▶ EXTRACTED TEXT
== == ==

But with no tangible harm being caused by video games, no measurable negative outcomes, the issue turns into subjective feelings that have no ground to force change upon the industry. Subjectiveness and offense come down to a matter of perspective, as not everyone will view something in the same light. Strom complains in her article, a summary of gender research she read, about a … binary of vixen or victim under which most female characters fall. This is a disingenuous breakdown of narrative storytelling as victim is a vague term; most, if not all, protagonists and antagonists and even secondary characters are victims as that is how conflict in a story is told, and conflict is what drives the plot.

== == ==

Extracted records:

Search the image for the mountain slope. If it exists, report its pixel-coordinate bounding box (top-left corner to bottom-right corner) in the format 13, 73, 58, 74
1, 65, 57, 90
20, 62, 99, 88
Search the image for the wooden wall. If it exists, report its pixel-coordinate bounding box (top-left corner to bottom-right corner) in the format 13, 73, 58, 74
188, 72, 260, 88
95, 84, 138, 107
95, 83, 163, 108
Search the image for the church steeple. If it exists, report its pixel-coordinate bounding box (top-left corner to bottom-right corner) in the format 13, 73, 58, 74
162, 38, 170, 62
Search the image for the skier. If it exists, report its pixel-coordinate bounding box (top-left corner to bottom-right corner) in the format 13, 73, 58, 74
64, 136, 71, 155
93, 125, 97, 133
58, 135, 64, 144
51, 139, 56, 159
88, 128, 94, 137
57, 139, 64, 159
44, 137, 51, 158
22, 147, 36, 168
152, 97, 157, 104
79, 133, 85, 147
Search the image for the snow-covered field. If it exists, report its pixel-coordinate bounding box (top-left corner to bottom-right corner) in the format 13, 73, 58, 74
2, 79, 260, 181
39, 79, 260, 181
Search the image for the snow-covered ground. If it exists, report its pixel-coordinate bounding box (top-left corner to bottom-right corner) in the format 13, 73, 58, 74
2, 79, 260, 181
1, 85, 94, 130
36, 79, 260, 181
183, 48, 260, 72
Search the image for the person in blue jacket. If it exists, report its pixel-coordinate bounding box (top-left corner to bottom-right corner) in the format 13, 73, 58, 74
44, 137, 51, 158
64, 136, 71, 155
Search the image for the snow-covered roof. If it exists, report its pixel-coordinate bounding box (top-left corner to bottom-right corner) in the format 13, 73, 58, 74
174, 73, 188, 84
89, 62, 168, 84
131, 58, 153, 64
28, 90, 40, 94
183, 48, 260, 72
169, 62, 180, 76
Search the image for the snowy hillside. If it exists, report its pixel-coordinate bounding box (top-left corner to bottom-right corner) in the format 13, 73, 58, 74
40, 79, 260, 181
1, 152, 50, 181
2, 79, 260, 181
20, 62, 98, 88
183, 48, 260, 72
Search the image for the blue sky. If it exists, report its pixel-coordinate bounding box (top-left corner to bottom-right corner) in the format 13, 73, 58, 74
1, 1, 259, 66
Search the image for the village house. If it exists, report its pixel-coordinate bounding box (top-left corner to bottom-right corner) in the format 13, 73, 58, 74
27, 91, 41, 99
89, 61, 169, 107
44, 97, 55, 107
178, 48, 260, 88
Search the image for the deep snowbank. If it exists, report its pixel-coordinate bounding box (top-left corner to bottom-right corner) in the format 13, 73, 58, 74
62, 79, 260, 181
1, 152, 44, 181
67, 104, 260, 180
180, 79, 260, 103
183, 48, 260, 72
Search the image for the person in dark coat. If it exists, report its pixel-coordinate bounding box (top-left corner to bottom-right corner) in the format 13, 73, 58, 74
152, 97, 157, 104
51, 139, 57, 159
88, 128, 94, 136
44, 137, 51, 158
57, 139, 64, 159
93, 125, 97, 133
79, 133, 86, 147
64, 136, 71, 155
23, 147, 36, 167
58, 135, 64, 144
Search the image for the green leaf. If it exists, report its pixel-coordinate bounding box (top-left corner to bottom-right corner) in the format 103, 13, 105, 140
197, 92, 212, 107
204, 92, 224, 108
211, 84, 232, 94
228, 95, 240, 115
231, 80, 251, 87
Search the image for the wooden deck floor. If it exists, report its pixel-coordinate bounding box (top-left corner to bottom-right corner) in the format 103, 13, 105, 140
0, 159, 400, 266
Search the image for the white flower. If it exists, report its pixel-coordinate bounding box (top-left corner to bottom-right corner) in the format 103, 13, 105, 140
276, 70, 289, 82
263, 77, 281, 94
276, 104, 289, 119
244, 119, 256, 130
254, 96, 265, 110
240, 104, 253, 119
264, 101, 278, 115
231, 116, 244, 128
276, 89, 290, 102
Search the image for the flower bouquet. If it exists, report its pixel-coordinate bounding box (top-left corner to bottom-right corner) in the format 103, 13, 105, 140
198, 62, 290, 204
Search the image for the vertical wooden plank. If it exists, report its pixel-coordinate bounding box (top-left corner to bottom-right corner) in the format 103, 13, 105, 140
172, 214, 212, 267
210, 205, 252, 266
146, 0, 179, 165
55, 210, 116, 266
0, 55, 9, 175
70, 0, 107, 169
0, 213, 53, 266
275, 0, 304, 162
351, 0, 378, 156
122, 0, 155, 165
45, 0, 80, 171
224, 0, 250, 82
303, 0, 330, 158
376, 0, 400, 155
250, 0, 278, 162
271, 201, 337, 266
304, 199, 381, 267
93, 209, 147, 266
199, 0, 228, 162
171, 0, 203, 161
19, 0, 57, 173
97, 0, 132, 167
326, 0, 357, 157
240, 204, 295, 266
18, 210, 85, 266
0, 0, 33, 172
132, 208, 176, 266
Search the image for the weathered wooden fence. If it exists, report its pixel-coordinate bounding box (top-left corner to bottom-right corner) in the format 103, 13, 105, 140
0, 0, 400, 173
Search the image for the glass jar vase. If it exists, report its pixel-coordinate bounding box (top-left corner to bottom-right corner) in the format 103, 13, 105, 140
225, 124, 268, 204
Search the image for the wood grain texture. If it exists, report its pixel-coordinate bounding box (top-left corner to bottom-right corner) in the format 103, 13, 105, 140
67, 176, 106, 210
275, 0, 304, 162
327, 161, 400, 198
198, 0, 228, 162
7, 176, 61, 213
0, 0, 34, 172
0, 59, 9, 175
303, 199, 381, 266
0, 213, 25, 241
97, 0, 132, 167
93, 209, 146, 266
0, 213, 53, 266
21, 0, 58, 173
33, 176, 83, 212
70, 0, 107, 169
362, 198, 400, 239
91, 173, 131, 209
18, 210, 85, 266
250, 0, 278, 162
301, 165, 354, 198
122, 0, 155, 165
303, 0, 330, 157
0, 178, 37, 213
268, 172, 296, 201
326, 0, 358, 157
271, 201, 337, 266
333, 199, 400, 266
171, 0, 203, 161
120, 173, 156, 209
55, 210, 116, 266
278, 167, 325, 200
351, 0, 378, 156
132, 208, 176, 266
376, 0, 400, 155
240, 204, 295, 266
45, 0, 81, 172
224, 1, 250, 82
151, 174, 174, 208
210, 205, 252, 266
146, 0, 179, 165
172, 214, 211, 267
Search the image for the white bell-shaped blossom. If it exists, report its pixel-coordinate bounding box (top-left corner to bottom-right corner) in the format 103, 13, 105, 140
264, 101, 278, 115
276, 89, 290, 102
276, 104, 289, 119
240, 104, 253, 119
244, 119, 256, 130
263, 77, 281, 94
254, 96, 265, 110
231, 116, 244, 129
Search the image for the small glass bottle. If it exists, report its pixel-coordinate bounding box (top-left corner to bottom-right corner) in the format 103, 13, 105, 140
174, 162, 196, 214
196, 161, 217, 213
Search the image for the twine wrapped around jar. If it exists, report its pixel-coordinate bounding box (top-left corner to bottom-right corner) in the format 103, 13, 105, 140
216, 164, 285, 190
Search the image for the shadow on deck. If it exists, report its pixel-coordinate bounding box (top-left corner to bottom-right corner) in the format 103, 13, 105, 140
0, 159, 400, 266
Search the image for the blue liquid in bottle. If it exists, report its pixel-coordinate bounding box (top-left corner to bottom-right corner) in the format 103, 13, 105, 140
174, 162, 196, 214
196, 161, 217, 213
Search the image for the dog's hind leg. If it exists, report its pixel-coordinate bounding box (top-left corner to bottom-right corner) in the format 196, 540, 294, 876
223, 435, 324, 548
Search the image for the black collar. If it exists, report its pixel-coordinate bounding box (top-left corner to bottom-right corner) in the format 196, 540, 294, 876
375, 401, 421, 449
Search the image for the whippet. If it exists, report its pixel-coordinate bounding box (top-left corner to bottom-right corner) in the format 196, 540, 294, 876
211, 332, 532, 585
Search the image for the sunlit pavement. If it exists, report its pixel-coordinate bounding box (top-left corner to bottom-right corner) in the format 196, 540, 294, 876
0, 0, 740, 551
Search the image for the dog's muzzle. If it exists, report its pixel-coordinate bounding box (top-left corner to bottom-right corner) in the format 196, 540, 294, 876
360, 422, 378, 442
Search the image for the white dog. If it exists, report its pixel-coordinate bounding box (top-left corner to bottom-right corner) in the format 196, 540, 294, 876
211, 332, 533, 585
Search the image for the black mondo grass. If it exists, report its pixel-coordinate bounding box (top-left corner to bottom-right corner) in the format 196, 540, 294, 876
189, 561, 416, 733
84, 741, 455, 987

== == ==

▶ WRITTEN EXERCISE
List the kinds of characters that the passage on video games says are victims, in its final sentence.

▶ ANSWER FOR THIS EXERCISE
protagonists, antagonists, secondary characters